(AIM):
Reproduce the listing below word for word, including every output line, and leave the pictures out of your copy.

########

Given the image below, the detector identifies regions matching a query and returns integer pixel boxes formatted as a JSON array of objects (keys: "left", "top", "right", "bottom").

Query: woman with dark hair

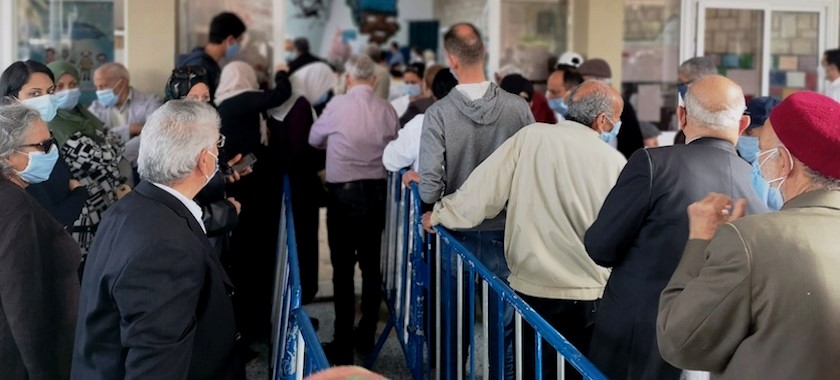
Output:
[
  {"left": 0, "top": 102, "right": 81, "bottom": 379},
  {"left": 267, "top": 68, "right": 327, "bottom": 304},
  {"left": 47, "top": 61, "right": 128, "bottom": 256},
  {"left": 0, "top": 60, "right": 88, "bottom": 227},
  {"left": 215, "top": 61, "right": 292, "bottom": 350}
]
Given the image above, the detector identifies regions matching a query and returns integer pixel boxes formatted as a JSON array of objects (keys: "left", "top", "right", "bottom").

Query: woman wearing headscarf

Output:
[
  {"left": 0, "top": 104, "right": 81, "bottom": 379},
  {"left": 215, "top": 61, "right": 292, "bottom": 350},
  {"left": 0, "top": 60, "right": 88, "bottom": 227},
  {"left": 47, "top": 61, "right": 128, "bottom": 256},
  {"left": 163, "top": 66, "right": 251, "bottom": 261},
  {"left": 268, "top": 63, "right": 331, "bottom": 303}
]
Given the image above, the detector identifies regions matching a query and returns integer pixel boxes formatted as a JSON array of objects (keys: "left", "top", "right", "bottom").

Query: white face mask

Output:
[{"left": 202, "top": 150, "right": 219, "bottom": 187}]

########

(ANSWER TO THE PROBLEM):
Given the image below, the detector identifies regions matching a query and returns integer pixel boxes formatted as a JSON array of objects (keys: "left", "top", "right", "bottom").

Query: woman with dark hair

Output:
[
  {"left": 0, "top": 102, "right": 81, "bottom": 379},
  {"left": 267, "top": 68, "right": 327, "bottom": 304},
  {"left": 47, "top": 61, "right": 128, "bottom": 256},
  {"left": 0, "top": 60, "right": 88, "bottom": 227},
  {"left": 215, "top": 61, "right": 292, "bottom": 350}
]
Given the image above, the detector identifies regions matching a query and returns integer pixel boxes formatted as a JSON array of objects (keys: "left", "top", "right", "bottom").

Query: woman wearing headscarf

Output:
[
  {"left": 0, "top": 104, "right": 81, "bottom": 379},
  {"left": 215, "top": 61, "right": 292, "bottom": 350},
  {"left": 0, "top": 60, "right": 88, "bottom": 227},
  {"left": 47, "top": 61, "right": 128, "bottom": 256},
  {"left": 163, "top": 66, "right": 251, "bottom": 261},
  {"left": 268, "top": 63, "right": 331, "bottom": 303}
]
Given the image above, the detector identifies regions matching a query and returns integer pixel boxes formatted as a JSON array of objects (keys: "left", "top", "right", "bottom").

Query: white face mask

Output:
[{"left": 202, "top": 150, "right": 219, "bottom": 187}]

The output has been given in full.